Available data: Begin

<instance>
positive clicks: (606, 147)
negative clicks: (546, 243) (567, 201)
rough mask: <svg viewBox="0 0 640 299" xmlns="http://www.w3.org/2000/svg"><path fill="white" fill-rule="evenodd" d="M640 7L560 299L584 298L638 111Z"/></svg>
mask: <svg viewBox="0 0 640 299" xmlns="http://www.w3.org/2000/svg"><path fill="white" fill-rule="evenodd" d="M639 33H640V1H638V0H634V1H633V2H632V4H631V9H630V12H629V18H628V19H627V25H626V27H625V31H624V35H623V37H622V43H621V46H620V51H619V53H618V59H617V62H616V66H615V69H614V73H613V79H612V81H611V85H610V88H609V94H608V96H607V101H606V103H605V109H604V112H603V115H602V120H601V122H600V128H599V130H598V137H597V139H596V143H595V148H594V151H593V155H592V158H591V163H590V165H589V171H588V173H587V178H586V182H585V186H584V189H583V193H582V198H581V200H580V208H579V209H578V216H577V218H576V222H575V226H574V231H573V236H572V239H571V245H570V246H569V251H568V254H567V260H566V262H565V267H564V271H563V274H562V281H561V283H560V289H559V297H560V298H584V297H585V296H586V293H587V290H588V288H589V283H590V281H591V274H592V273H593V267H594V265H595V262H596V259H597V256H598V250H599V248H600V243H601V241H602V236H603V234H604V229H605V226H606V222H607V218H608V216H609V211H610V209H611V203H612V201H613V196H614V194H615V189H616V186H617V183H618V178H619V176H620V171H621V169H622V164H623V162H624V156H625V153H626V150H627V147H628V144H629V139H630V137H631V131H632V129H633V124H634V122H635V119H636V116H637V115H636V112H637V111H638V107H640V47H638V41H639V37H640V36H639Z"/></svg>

Available data: End

◆ **What to do**
Reproduce the entire listing above line for line, with no changes.

◆ **Your solution**
<instance>
positive clicks: (606, 147)
negative clicks: (546, 243) (567, 201)
rough mask: <svg viewBox="0 0 640 299" xmlns="http://www.w3.org/2000/svg"><path fill="white" fill-rule="evenodd" d="M640 7L560 299L584 298L638 111Z"/></svg>
mask: <svg viewBox="0 0 640 299" xmlns="http://www.w3.org/2000/svg"><path fill="white" fill-rule="evenodd" d="M639 33H640V1H638V0H634V1H633V2H632V4H631V9H630V12H629V18H628V19H627V25H626V27H625V31H624V35H623V37H622V43H621V46H620V51H619V53H618V59H617V62H616V66H615V69H614V73H613V79H612V81H611V85H610V88H609V94H608V96H607V101H606V103H605V109H604V112H603V115H602V120H601V122H600V128H599V130H598V137H597V139H596V143H595V148H594V151H593V155H592V158H591V163H590V165H589V171H588V173H587V178H586V182H585V186H584V189H583V193H582V198H581V200H580V208H579V209H578V216H577V218H576V222H575V226H574V231H573V236H572V239H571V245H570V246H569V251H568V254H567V260H566V262H565V267H564V271H563V274H562V281H561V283H560V289H559V297H560V298H584V297H585V296H586V293H587V290H588V288H589V283H590V281H591V274H592V273H593V267H594V265H595V262H596V259H597V256H598V250H599V248H600V243H601V241H602V236H603V234H604V229H605V226H606V222H607V218H608V216H609V211H610V209H611V203H612V201H613V196H614V194H615V189H616V186H617V183H618V178H619V176H620V171H621V169H622V164H623V162H624V156H625V153H626V150H627V147H628V144H629V139H630V137H631V131H632V129H633V124H634V122H635V119H636V116H637V115H636V112H637V111H638V107H640V47H638V41H639V37H640V36H639Z"/></svg>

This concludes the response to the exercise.